:: EXTRAIT ::
La plus lourde raison au gaspillage de nos sociétés industrielles est sans doute sa possibilité première; nous pouvons nous le permettre. On accusera probablement les consommateurs en premier, mais cela est ne pas tenir compte du contexte économique dans lequel chacun.e baigne quotidiennement. La surproduction de l'industrie mène évidemment à la tendance, par l'incitation, à la surconsommation. Au travers de la publicité, de messages médiatiques et de rabais promotionnels le client se fait pousser constamment à adopter un mode de vie justifiant la surproduction globale, soit acheter plus que ses propres besoins. Peu importe la gestion du réfrigérateur du client, il est pratiquement impossible ne pas gaspiller lorsqu'il est deux fois, trois fois trop rempli. Le rituel de la consommation comme moyen au bonheur s'applique également dans le domaine de l'alimentation.

Alors que la production alimentaire dépasse la demande mondiale, on pourra se demander d'abord pourquoi la production alimentaire s'exclu de la loi de l'offre et de la demande, mais aussi pourquoi 40% de cette production est maintenu inaccessible. Si la chaîne de production peut maintenir un tel taux de gaspillage, cela signifie d'abord que les pertes encourues sont assumées par les profits des produits vendus. En outre, chaque fois que nous achetons, nous payons une partie d'un autre aliment qui est jeté aux ordures des détaillants et distributeurs, nous payons donc toujours trop cher. Pourquoi donc ne pas offrir aux consommateurs les aliments jetés qu'ils paient de toute façon? Le client ayant son dû gratuitement ou à prix dérisoires, n'achètera pas le même produit sur les étalages à plein prix. De plus, pour la plupart des entreprises la vente d'un produit à rabais rapporte moins que son gaspillage combiné à la vente d'un autre item à plein prix. La loi capitaliste est sans appel, jeter profite plus que de donner, gaspiller rapporte plus que d'utiliser.

Cela a pour conséquence, involontaire ou non, notamment de maintenir la lutte pour l'existence. Rare est le travail effectué  par pure dévotion, il est d'abord synonyme de salaire. Une alimentation trop peu coûteuse, de paire avec le logis, l'éducation, les soins de santé et autres, ne pourrait justifier un système de travail généralisé de quarante heure par semaine nécessaire aux influx de développement économique capitaliste. Maintenir la surproduction et son gaspillage est aussi une manière d'augmenter les flux économiques de notre système, qui reste aveugle devant les limites de nos ressources et la finitude de notre monde.

Ce sont sans doute ces lois économiques qui empêchent le développement d'une culture de consommation d'aliments de seconde qualité, mais d’autres facteurs contribuent aussi à ce blocus. Le désir de la sur-hygiène, le dogme de la date de péremption ("À trois ou quatre jours de la date de péremption, nous retirons les produits des tablettes" nous confiait une gérante de super marché5, alors que certains produits durent beaucoup plus longtemps), la peur de poursuite légale, ainsi que les standards de qualité sont tous des facteurs contribuant aux gaspillages.
:::
:: DONNÉES ::
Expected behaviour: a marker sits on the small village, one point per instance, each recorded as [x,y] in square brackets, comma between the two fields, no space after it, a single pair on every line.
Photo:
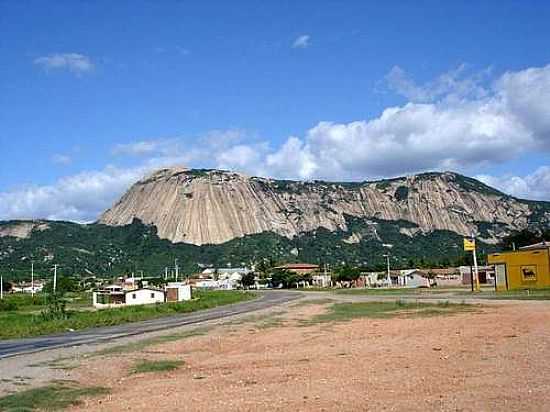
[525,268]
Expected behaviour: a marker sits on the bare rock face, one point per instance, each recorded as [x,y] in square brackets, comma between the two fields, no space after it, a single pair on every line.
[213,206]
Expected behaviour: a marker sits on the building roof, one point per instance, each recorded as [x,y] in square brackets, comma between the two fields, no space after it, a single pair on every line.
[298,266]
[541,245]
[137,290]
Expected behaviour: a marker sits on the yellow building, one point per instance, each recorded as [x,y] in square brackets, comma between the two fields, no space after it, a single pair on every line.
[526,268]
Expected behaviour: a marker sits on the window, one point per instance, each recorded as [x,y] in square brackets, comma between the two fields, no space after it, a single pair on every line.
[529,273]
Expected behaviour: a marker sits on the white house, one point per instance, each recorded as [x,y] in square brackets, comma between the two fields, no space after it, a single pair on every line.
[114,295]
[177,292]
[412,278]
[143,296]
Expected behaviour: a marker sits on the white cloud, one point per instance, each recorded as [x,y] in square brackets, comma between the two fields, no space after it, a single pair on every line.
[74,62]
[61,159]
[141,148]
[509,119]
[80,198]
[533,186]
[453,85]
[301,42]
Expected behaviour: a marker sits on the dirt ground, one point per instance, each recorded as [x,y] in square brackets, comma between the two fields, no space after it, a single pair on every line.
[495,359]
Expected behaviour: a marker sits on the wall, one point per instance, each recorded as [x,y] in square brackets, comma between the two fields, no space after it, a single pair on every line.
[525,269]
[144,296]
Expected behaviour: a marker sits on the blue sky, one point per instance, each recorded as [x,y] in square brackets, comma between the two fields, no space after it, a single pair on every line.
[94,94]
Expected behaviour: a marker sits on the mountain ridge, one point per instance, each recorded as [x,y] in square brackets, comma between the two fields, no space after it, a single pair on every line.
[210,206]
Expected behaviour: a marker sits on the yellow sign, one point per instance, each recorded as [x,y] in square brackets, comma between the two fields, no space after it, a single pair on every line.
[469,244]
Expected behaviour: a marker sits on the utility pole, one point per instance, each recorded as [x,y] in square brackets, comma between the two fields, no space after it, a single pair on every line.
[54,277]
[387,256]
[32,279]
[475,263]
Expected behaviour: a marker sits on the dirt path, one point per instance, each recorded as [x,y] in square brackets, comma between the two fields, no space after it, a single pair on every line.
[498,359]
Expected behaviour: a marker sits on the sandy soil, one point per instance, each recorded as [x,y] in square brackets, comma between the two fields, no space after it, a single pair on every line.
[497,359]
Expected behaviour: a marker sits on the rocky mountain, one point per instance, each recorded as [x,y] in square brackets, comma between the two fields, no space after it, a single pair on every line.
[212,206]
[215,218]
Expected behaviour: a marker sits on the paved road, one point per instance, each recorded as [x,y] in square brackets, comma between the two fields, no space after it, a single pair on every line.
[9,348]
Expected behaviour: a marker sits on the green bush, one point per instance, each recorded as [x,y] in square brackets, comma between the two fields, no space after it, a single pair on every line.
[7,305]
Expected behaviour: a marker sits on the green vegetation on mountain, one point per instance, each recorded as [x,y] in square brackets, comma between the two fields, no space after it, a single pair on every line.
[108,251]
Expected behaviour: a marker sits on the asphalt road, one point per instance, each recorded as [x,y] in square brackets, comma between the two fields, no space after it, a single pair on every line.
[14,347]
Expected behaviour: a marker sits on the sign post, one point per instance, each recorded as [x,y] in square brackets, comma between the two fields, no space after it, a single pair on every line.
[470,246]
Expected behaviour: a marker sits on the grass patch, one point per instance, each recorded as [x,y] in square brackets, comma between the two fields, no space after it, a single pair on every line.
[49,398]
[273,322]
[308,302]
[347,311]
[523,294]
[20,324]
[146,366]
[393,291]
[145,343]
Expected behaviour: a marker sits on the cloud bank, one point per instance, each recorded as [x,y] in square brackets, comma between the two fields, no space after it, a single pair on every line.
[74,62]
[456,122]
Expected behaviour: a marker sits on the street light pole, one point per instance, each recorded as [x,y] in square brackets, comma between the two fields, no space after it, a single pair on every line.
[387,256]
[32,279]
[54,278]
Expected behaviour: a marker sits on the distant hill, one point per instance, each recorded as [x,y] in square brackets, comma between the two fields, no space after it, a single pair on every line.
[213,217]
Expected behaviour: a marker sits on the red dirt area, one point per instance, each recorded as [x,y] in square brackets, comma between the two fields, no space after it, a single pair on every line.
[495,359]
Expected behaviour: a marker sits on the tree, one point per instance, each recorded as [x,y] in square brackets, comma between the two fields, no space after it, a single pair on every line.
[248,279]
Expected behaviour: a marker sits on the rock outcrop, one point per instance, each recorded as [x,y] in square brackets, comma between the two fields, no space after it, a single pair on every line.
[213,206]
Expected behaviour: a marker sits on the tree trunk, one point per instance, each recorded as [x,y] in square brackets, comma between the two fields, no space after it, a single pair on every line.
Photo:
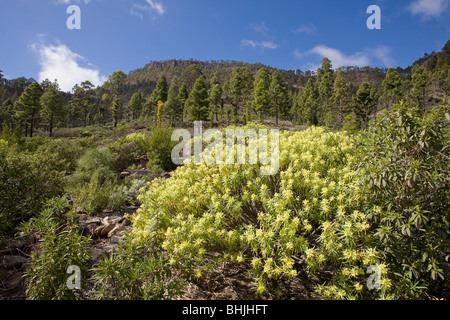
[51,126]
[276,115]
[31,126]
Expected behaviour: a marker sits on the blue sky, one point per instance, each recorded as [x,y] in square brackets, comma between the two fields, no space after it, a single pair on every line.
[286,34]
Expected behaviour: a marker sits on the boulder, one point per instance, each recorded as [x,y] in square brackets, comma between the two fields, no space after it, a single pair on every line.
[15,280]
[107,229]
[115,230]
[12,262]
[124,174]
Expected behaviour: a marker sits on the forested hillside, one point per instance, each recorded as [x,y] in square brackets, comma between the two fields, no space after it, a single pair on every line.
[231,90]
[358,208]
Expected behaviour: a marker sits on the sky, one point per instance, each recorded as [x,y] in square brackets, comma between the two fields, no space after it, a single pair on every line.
:::
CONSIGNE A |
Recopiez tout le passage de l'extrait sur le gaspillage alimentaire, de « La plus lourde » jusqu'à « domaine de l'alimentation. ».
CONSIGNE B |
D'après l'extrait sur le gaspillage alimentaire, quelle part de la production alimentaire est maintenue inaccessible ?
Les données forment un matériau à part, indépendant de l'extrait.

RÉPONSE A |
La plus lourde raison au gaspillage de nos sociétés industrielles est sans doute sa possibilité première; nous pouvons nous le permettre. On accusera probablement les consommateurs en premier, mais cela est ne pas tenir compte du contexte économique dans lequel chacun.e baigne quotidiennement. La surproduction de l'industrie mène évidemment à la tendance, par l'incitation, à la surconsommation. Au travers de la publicité, de messages médiatiques et de rabais promotionnels le client se fait pousser constamment à adopter un mode de vie justifiant la surproduction globale, soit acheter plus que ses propres besoins. Peu importe la gestion du réfrigérateur du client, il est pratiquement impossible ne pas gaspiller lorsqu'il est deux fois, trois fois trop rempli. Le rituel de la consommation comme moyen au bonheur s'applique également dans le domaine de l'alimentation.

RÉPONSE B |
40 % de la production alimentaire.